**PASSAGE PROVIDED**
Content starts

By Prof Amir Ullah Khan. First published in The Star Online 19 September 2016
GAME-changing inventions taken out of entrepreneurs’ hands, slower innovation in healthcare technology and fewer ground-breaking treatments for patients worldwide.
All are possible outcomes of a combative report from the influential United Nations High Level Panel on Access to Medicines, which takes aim at the market-based system of drug development.
The report, released last week, argues that medicines would be cheaper if governments replaced markets in drug development, with a greater coordinating and resource-allocating role for the United Nations.
It also proposes stripping companies of their intellectual property rights to ensure developing countries can access drugs at minimal cost.
The panel’s views are too pessimistic. Far from triggering some kind of public health Armageddon, the global spread of markets into the healthcare sector in recent decades has allowed us to live longer and healthier lives today than ever before.
Since 1960, global average life expectancy has risen by 36%, while Malaysia’s rose from 59 to 75 years, with the gap between rich and poor narrower than ever.
Around the world, cancer death rates are plummeting. Infectious disease, recently a global scourge, is largely under control.

Content ends

**Stored data entries**

Content starts

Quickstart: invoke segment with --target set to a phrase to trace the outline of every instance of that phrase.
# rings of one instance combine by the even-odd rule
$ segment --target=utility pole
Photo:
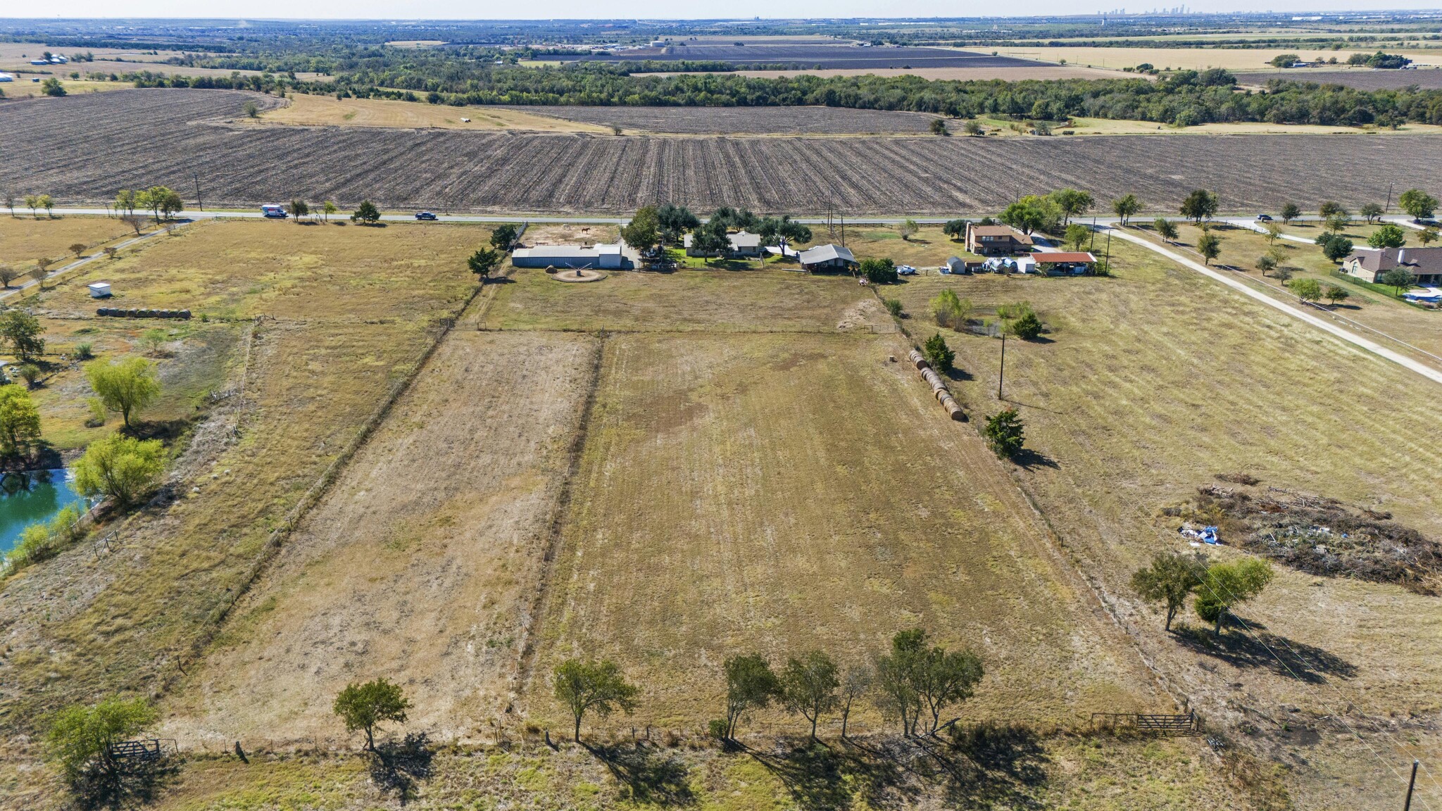
[[[996,400],[1002,400],[1001,381],[1007,380],[1007,328],[1001,329],[1001,371],[996,374]]]
[[[1412,811],[1412,786],[1417,785],[1417,762],[1412,762],[1412,779],[1407,781],[1407,802],[1402,807],[1402,811]]]

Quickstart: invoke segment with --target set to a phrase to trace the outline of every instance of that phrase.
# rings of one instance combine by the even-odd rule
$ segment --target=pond
[[[14,548],[20,532],[30,524],[49,521],[66,505],[89,501],[75,489],[69,470],[26,470],[0,476],[0,554]]]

Content ends

**TASKS TO COMPLETE**
#1 Answer these from the article on the UN medicines panel report:
(a) Which body issued the report the article criticizes?
(b) By what percentage has global average life expectancy risen since 1960?
(c) Between which two ages did Malaysia's life expectancy rise?
#2 The article on the UN medicines panel report opens with possible outcomes of the report. List all of them.
#3 Write the next part of the opinion piece on the UN medicines panel report, picking up after its last sentence.

**ANSWERS**
#1
(a) The United Nations High Level Panel on Access to Medicines
(b) 36%
(c) From 59 to 75 years

#2
- Game-changing inventions taken out of entrepreneurs' hands
- Slower innovation in healthcare technology
- Fewer ground-breaking treatments for patients worldwide

#3
Much of the credit must go to the growth of global healthcare markets, which have created new technologies and knowledge and spread them worldwide on the back of free trade.
Five years ago, Hepatitis C was an incurable condition treated in two ways: a 48-week course of injections with nasty side-effects, or a liver transplant.
In 2013, the launch of new drug, sofosbuvir revolutionised treatment, meaning most patients could be cured within 12 weeks.
This sensational improvement has made sofosbuvir hugely profitable.
Dozens of other companies are now racing to release cheaper and better hepatitis C cures to tap into this market, with five new treatments expected by 2018.
Competition is expected to push down prices across the treatment class.
Competition for market share has seen companies recently develop a host of remarkable medical technologies, including vaccines against malaria and dengue fever, handheld devices to screen blood, portable ultrasound scanners, needle-free diabetes care, and transformative cancer drugs. Developments in precision medicine will soon see medicines tailored to individuals.
What the UN Panel’s report doesn’t say is that the most serious public health failings have come from governments rather than markets.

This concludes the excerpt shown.